### Dataset entries
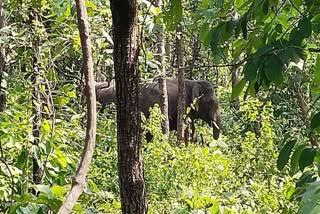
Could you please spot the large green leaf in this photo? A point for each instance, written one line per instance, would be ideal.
(205, 34)
(315, 87)
(251, 69)
(285, 154)
(310, 199)
(306, 158)
(295, 159)
(238, 89)
(273, 69)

### Your task
Rewrite all the rows shown above, with each request included, multiplying every point coordinate in the answers by 0.2 and rounding to whole numbers, halves up. Leave the pictures out of the answer.

### Response to this task
Could you please spot the large green leaf in this photo? A point for each instance, written one line per instance, would be ideal.
(41, 7)
(63, 17)
(50, 14)
(57, 31)
(62, 40)
(61, 32)
(59, 32)
(48, 18)
(55, 14)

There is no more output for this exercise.